───── 提示文
【日経QUICKニュース(NQN) 田中俊行】外国為替市場でドル高圧力がしぼみつつある。米経済の力強さに陰りが見え、米連邦準備理事会(FRB)の大幅利上げ観測が勢いを失いかけているためだ。FRB高官の発言をきっかけに17日の海外市場で円安・ドル高が進んだが、18日の東京市場では早々にその流れに歯止めがかかった。「ドルを買いづらいムードが漂っている」と話す市場参加者が増えている。
17日のニューヨーク市場では、米セントルイス連銀のブラード総裁の発言が注目を集めた。政策金利について「十分に制限的な水準ではない」と言及し、一段と利上げする必要性を強調した。最近はFRBの利上げペースが鈍化するとの観測が高まっていただけに、17日は一時1ドル=140円72銭近辺まで円売り・ドル買いが進んだ。
──────────
───── 抽出記録
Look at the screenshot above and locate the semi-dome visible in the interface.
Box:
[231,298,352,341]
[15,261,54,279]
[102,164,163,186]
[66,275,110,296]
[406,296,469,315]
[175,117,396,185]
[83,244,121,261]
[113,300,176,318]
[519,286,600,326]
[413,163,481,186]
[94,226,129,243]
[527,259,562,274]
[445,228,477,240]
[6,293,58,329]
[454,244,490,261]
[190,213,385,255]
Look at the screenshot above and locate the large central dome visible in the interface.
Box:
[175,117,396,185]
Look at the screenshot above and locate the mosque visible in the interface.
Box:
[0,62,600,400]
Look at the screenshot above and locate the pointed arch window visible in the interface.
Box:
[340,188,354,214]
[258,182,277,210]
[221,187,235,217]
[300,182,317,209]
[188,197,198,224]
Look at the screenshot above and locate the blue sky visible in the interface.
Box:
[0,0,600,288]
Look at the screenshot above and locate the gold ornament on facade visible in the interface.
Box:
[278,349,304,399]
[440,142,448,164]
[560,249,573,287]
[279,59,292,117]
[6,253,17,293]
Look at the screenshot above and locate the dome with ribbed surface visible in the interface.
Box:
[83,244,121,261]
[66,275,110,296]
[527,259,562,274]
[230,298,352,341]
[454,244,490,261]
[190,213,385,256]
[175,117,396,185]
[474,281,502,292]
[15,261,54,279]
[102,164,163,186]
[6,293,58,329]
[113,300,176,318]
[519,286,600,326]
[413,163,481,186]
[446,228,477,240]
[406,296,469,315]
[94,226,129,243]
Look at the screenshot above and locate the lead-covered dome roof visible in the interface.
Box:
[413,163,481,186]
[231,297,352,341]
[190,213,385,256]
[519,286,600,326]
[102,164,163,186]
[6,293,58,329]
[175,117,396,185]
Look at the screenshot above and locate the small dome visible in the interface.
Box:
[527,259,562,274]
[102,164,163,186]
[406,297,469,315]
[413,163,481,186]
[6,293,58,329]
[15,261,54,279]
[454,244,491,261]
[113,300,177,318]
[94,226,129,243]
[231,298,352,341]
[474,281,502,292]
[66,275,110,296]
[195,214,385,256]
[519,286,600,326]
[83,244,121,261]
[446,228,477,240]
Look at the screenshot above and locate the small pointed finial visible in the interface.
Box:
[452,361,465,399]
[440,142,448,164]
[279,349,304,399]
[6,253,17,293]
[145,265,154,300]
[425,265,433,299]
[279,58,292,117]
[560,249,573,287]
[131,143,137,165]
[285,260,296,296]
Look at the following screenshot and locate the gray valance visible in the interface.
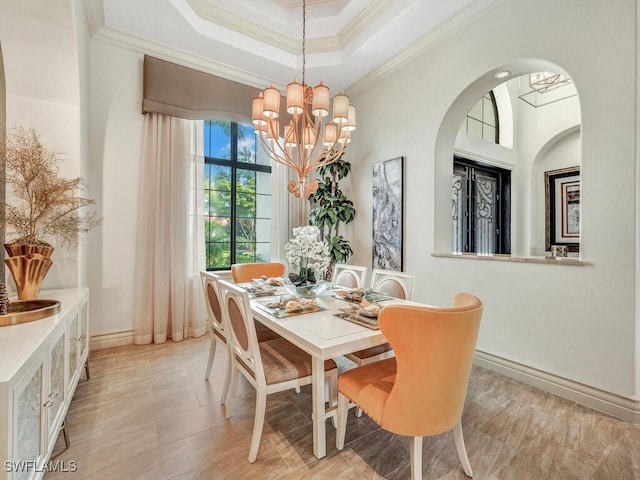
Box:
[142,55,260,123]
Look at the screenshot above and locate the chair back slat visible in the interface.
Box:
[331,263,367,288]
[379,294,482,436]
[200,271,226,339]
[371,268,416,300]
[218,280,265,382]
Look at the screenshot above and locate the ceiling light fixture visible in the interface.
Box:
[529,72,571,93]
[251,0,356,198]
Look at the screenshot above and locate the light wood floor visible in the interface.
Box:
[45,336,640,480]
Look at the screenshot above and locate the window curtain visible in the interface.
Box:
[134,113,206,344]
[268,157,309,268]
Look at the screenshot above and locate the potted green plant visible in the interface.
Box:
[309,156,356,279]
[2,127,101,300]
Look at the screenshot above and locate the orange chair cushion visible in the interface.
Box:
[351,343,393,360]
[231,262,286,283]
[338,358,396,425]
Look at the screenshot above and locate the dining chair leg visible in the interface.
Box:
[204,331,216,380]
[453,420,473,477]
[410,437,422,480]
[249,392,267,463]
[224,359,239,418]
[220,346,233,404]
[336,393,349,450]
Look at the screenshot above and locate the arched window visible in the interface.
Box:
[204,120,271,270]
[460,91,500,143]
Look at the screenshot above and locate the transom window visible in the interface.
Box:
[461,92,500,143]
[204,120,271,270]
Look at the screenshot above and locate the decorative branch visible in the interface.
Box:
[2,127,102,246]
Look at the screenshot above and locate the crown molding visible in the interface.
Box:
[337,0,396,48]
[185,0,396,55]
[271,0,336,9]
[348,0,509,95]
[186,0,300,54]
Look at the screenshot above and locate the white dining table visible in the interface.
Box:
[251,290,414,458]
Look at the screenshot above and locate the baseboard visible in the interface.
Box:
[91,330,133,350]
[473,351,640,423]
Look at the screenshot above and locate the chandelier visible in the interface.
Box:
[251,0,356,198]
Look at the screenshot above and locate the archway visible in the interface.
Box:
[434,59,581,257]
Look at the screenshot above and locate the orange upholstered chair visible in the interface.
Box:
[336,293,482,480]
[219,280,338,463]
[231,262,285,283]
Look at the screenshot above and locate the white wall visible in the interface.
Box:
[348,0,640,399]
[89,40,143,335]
──────────
───── 抽出記録
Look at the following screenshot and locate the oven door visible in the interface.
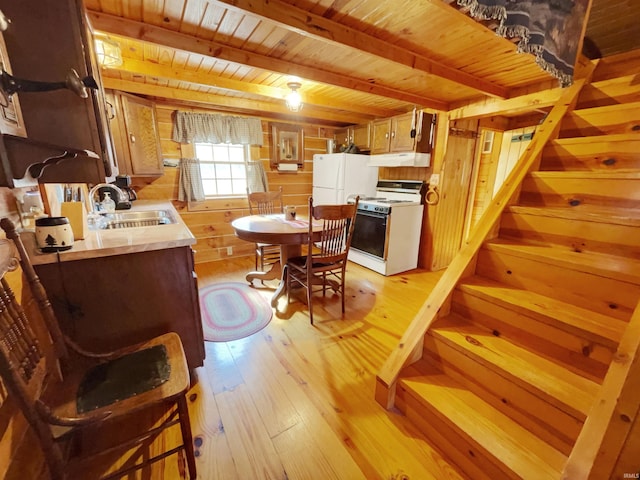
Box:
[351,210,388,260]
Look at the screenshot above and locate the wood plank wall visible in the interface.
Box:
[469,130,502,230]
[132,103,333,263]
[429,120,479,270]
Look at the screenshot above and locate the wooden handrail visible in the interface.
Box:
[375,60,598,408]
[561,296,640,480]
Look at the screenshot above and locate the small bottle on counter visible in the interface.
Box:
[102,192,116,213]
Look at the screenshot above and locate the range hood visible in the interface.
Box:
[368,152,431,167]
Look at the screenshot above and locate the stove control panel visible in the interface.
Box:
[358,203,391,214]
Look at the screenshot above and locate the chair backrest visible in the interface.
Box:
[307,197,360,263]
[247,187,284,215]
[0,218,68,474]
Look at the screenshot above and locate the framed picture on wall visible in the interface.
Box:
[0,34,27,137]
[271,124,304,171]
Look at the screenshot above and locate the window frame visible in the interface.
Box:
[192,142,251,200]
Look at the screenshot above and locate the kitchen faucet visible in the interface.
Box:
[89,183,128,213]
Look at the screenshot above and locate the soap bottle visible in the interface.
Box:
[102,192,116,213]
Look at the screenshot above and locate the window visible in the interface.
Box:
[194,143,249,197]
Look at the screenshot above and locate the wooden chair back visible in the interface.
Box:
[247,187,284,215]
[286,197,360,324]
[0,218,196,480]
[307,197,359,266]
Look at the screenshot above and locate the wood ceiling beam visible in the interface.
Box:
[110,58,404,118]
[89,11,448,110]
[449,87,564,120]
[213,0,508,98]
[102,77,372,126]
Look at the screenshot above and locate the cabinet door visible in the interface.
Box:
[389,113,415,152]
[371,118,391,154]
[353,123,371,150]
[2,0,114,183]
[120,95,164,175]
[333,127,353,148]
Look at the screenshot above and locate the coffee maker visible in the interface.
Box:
──────────
- [課題の指示]:
提示文にある次の一文を英語に訳してください：「米経済の力強さに陰りが見え、米連邦準備理事会(FRB)の大幅利上げ観測が勢いを失いかけているためだ。」

- [解答]:
This is because the strength of the U.S. economy is showing signs of weakening, and expectations of large interest rate hikes by the U.S. Federal Reserve Board (FRB) are beginning to lose momentum.